Leyenda e historia en Florencia
Aplanar las aceras de Florencia, donde cada piedra tiene una leyenda, es un incentivo singular
Por fin pude dedicar un mes a vivir y soñar en esa misteriosa ciudad, crisol de los más grandes escultores, pintores, arquitectos, escritores, poetas, eclesiásticos e impostores del Renacimiento. Previamente, fueron insuficientes las cortas visitas que sólo me dejaban una visión cosmética de los vastos tesoros que guarda la ciudad. Con la obra de Jacques Heers sobre el clan de los Médicis bajo el brazo, repasé la vida cotidiana de los florentinos de 1.200 a 1.500, asombrándome cómo pudieron crear tanta belleza, mientras al mismo tiempo se batían en luchas intestinas sin cuartel, sea entre güelfos y gibelinos o simplemente entre las diversas facciones de las grandes familias, en su combate inmisericorde por el control del poder político y económico. En ese ambiente surgen los Médicis, cuya ascensión, grandeza y decadencia marcan un agitado itinerario, que de crasos mercaderes los convierte en banqueros de Europa y príncipes, sin título de Florencia, incluyendo, además, la conquista de la silla de San Pedro en tres ocasiones.
Las reciprocas vendettas indefectiblemente saqueaban y hasta incendiaban los palacios enemigos, y sus propietarios, si se salvaban de ser masacrados, eran condenados por largos años al exilio. Pero ni los excesos más radicales pudieron acabar con todo. Recorrer el Palacio de los Médicis lo demuestra, pues, desprovisto de mobiliario de origen, con las paredes desnudas, tercamente conserva esplendidos techos con escenas sacras, así como los graves rostros de los tiranuelos de turno. La Capilla Medici, adyacente a San Lorenzo, en cambio quedó casi intacta. Allí se contempla el retrato de León X, el papa Medici que mitigó las penurias financieras del Vaticano, vendiendo indulgencias, por centenas, a través de Függer, su banquero alemán.

## Instrucción de trabajo 1
¿Puedes copiar el texto sobre Florencia desde "Las reciprocas vendettas" hasta "su banquero alemán."?
## Instrucción de trabajo 2
¿Cómo seguiría el texto sobre Florencia? Continúalo a partir de su última oración.
Las filas no tienen relación alguna con el texto sobre Florencia.

(Fragmentos de datos)
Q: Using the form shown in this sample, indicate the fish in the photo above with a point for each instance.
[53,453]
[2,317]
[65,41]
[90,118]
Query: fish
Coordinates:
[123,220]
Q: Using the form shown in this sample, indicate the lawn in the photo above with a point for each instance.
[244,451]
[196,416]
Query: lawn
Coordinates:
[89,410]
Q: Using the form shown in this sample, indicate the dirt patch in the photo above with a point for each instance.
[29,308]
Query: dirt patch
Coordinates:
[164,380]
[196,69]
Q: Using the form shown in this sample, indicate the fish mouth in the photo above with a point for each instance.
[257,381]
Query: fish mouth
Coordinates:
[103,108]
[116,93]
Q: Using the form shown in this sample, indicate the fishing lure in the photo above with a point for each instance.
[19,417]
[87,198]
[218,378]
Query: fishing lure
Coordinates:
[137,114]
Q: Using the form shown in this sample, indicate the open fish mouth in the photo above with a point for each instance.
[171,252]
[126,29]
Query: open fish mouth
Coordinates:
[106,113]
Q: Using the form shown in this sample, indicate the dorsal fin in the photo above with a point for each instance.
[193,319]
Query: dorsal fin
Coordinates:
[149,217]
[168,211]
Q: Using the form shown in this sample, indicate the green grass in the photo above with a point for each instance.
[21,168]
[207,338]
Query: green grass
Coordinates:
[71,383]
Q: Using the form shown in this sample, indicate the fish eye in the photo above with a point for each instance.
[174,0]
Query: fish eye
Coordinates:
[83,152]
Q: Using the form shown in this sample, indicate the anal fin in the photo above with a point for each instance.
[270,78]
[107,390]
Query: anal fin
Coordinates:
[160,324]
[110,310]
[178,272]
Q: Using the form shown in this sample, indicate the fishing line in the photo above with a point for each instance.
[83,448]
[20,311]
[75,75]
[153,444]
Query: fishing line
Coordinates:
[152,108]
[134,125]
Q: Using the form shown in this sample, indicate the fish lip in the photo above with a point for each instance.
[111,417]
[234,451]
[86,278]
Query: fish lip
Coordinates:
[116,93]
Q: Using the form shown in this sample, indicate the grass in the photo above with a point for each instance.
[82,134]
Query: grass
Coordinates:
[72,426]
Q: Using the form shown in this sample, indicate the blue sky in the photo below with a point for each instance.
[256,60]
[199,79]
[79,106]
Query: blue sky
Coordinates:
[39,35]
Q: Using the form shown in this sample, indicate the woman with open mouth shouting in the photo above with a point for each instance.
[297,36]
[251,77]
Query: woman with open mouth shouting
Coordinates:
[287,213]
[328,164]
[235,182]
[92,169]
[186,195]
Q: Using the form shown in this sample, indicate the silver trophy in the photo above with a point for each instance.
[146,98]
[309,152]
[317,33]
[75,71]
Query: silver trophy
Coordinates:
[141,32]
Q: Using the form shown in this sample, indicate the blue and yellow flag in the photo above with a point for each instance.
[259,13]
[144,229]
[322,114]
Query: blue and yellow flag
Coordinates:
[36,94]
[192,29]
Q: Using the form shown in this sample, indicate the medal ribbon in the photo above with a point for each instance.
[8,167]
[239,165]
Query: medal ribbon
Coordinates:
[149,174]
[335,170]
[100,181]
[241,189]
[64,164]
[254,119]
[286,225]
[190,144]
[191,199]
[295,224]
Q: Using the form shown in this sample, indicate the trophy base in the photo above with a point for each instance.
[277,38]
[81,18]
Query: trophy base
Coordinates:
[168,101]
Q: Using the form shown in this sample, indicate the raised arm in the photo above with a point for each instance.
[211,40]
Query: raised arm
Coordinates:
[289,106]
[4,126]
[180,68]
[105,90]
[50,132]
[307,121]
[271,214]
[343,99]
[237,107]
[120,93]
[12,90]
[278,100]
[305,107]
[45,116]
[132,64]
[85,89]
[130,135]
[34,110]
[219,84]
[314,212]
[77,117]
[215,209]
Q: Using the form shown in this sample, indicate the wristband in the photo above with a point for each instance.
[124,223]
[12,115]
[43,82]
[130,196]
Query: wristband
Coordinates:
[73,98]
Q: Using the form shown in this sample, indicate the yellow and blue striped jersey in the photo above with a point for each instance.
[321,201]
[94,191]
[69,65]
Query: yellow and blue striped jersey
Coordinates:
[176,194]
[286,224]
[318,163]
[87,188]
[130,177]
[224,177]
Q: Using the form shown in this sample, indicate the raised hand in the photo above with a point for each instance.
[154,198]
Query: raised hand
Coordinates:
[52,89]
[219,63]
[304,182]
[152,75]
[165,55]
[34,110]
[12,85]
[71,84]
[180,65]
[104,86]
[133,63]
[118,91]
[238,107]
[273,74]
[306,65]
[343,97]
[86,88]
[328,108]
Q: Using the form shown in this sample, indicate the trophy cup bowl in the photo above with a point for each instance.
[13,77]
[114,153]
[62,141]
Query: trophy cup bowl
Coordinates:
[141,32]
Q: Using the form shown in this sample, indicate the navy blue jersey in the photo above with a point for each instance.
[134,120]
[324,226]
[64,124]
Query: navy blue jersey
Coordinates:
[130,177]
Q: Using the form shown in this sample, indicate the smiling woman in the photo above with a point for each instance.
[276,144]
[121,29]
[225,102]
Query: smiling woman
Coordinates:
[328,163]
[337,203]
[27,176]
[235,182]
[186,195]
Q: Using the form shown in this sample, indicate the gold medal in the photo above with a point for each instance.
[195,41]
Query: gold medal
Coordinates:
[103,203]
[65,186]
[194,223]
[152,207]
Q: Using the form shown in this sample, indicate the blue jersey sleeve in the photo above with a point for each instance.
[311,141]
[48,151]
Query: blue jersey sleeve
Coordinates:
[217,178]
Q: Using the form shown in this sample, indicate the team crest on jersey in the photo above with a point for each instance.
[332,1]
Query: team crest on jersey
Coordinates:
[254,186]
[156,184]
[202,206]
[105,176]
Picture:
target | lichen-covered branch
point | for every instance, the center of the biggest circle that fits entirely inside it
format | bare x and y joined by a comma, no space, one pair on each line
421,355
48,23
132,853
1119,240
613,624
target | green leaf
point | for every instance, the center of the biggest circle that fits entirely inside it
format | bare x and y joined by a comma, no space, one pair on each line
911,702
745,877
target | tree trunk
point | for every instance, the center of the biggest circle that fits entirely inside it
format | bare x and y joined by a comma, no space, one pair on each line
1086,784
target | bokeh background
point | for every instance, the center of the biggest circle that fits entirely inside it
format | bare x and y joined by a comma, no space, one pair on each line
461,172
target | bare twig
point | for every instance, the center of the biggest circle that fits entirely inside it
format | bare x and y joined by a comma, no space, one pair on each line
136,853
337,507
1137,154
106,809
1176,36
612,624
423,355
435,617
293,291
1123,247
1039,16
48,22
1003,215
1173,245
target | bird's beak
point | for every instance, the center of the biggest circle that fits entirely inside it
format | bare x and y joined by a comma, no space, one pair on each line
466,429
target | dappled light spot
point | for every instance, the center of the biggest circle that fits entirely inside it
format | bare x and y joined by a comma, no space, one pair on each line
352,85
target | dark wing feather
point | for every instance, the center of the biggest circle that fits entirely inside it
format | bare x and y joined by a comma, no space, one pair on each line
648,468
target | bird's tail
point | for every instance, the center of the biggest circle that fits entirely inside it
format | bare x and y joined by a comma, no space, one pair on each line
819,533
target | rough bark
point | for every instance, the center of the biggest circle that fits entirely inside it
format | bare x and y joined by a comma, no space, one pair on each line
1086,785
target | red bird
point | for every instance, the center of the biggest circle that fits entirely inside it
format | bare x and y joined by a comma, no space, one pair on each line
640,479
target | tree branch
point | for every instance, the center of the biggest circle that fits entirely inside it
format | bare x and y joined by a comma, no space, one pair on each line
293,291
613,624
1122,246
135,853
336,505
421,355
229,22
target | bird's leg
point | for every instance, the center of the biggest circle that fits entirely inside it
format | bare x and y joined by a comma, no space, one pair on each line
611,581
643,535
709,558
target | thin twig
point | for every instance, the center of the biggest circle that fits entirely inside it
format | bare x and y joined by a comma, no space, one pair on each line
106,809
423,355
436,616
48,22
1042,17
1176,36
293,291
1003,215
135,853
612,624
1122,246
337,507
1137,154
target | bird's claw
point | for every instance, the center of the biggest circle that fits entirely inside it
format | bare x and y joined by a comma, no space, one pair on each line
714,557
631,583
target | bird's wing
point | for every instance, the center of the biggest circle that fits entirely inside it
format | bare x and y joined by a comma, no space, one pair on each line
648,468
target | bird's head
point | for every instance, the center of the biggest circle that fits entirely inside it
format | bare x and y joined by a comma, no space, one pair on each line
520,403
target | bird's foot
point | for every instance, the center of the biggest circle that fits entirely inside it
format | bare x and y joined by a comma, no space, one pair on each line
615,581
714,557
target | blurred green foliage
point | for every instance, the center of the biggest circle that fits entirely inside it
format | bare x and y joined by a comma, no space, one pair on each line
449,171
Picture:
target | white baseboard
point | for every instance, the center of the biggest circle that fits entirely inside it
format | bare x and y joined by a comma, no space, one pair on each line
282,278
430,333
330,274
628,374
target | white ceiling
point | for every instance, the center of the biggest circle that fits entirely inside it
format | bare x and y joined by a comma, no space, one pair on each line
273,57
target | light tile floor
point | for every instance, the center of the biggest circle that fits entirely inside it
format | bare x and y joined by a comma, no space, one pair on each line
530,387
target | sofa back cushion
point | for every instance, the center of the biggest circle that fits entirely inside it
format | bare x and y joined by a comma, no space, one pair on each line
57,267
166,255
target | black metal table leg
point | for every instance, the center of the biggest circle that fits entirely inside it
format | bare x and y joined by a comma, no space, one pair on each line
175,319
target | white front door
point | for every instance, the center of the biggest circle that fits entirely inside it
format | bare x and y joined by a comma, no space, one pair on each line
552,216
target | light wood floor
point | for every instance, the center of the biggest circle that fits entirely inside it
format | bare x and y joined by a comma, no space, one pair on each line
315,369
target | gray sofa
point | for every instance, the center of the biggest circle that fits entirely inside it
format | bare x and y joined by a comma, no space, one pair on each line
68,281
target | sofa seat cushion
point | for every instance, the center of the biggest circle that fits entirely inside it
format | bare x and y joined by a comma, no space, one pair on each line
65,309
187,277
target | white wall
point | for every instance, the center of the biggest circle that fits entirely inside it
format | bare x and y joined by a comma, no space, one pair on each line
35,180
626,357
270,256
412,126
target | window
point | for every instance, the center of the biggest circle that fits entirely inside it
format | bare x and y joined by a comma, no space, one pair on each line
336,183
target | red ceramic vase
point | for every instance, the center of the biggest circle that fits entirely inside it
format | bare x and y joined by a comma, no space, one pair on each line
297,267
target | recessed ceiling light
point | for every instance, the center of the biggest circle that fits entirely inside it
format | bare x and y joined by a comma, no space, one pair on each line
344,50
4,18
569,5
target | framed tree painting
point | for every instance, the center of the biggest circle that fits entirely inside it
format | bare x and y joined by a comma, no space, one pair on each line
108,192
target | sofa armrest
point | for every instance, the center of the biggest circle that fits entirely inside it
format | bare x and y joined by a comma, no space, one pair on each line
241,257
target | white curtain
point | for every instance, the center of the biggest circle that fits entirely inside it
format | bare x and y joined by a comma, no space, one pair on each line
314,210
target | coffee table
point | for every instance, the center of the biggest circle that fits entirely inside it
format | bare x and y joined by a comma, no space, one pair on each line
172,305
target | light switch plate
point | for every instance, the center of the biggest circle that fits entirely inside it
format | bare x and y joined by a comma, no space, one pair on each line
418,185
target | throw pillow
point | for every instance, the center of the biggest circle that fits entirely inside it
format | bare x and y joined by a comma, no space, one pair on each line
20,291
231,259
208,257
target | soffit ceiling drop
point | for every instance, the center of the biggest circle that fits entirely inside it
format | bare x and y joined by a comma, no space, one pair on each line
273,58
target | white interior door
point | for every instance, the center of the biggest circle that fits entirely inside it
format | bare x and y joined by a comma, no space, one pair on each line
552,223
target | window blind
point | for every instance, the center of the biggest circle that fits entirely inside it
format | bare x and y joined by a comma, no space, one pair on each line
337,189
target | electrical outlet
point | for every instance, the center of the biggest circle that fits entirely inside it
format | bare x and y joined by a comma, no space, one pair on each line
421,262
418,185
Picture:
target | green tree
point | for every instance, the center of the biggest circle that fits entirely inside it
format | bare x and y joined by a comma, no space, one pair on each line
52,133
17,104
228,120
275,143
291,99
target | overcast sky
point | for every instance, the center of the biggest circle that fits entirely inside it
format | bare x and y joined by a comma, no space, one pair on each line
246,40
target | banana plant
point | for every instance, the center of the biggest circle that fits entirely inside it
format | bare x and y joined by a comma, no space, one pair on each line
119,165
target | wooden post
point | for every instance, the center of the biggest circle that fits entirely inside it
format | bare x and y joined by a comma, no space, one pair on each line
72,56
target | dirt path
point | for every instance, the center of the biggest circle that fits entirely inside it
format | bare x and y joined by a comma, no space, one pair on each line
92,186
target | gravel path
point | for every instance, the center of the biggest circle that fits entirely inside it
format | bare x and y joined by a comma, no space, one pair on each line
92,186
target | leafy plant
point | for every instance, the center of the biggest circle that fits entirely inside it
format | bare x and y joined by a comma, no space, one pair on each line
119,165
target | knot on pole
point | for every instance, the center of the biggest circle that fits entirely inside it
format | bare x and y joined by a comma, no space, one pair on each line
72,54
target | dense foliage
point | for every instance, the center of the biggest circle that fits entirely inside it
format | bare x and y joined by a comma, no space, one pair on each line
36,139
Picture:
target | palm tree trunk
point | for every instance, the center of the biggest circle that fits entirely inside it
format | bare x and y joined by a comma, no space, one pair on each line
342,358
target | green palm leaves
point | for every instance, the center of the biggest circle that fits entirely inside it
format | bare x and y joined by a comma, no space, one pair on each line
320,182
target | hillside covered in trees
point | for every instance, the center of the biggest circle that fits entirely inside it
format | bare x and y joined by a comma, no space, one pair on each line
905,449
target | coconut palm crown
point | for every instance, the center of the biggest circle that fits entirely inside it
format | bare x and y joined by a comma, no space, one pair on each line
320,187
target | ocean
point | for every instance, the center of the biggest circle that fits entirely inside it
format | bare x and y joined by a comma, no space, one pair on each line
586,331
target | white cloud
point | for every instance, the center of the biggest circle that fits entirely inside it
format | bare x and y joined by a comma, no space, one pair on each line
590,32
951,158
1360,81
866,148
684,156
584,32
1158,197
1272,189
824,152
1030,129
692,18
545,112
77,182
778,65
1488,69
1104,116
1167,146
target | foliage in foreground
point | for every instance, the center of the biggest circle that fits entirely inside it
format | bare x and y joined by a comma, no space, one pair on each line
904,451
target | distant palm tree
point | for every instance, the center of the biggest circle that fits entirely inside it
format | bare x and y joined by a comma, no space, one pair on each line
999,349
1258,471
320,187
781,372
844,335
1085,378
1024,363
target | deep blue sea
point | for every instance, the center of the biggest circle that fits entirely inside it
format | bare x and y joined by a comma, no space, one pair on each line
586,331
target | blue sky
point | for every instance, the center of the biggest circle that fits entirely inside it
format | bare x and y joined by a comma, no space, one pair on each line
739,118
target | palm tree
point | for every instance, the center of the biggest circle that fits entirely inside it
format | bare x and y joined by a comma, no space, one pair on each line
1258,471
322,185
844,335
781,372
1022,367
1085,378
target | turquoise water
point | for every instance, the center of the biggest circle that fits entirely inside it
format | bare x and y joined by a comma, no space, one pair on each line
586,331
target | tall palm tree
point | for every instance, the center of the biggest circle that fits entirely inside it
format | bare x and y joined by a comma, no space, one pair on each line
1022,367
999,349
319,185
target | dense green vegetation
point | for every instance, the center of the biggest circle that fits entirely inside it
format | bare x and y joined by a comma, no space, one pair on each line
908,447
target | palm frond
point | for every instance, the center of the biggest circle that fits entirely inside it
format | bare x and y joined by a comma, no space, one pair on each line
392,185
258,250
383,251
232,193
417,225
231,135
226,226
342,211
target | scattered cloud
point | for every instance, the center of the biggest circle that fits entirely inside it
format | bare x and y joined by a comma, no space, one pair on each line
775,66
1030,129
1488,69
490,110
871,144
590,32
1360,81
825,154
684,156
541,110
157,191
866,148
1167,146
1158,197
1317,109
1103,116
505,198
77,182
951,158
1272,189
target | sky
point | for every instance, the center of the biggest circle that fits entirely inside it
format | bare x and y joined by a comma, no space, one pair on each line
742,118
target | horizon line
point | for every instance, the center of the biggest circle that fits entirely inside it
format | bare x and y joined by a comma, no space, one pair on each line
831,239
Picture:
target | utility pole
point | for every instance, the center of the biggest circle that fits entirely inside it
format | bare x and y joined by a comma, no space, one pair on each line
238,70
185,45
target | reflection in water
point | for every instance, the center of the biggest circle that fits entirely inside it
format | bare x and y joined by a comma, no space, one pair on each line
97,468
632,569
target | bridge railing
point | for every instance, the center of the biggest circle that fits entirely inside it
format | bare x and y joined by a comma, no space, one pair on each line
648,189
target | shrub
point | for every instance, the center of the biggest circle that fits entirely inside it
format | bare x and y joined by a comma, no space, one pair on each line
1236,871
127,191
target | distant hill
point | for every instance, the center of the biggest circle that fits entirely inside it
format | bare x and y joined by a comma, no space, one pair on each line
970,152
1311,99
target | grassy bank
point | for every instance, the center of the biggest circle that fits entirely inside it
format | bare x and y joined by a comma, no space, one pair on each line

## Respuesta 1
Las reciprocas vendettas indefectiblemente saqueaban y hasta incendiaban los palacios enemigos, y sus propietarios, si se salvaban de ser masacrados, eran condenados por largos años al exilio. Pero ni los excesos más radicales pudieron acabar con todo. Recorrer el Palacio de los Médicis lo demuestra, pues, desprovisto de mobiliario de origen, con las paredes desnudas, tercamente conserva esplendidos techos con escenas sacras, así como los graves rostros de los tiranuelos de turno. La Capilla Medici, adyacente a San Lorenzo, en cambio quedó casi intacta. Allí se contempla el retrato de León X, el papa Medici que mitigó las penurias financieras del Vaticano, vendiendo indulgencias, por centenas, a través de Függer, su banquero alemán.

## Respuesta 2
Nota discordante, como siempre, son las vías del casco antiguo tomadas por turistas que hoy, nutridos por el best seller de Dan Brown Inferno, buscan afanosamente la modesta iglesia medioeval donde está sepultada Beatriz Portinari, la musa que inspiró al divino Dante. El sol toscano me calentaba agradablemente en los jardines de Boboli, durante las pausas para volver a escudriñar los salones repletos de óleos, en los muros y tumbados de las salas de la galería Pitti, que al igual que el Palazzo Vecchio o la Uffizi, ofrece obras para varios días de estudio.
Aplanar las aceras de Florencia, donde cada piedra tiene una leyenda, es un incentivo singular, como encontrar a Benvenuto Cellini sobre el Puente Vecchio, copado por decenas de joyerías que refulgen en oro.
Visitar Siena, ciudad rival de Florencia por largo tiempo, encerrada aún en su kilométrico muro medieval, para admirar su plaza-anfiteatro es de rigor. Pero, en la cercana Lucca, invitarse al aposento familiar de Giacomo Puccini para tocar su piano es transportarse a la Boheme o a Madame Butterfly, óperas que compuso ese hijo del lugar.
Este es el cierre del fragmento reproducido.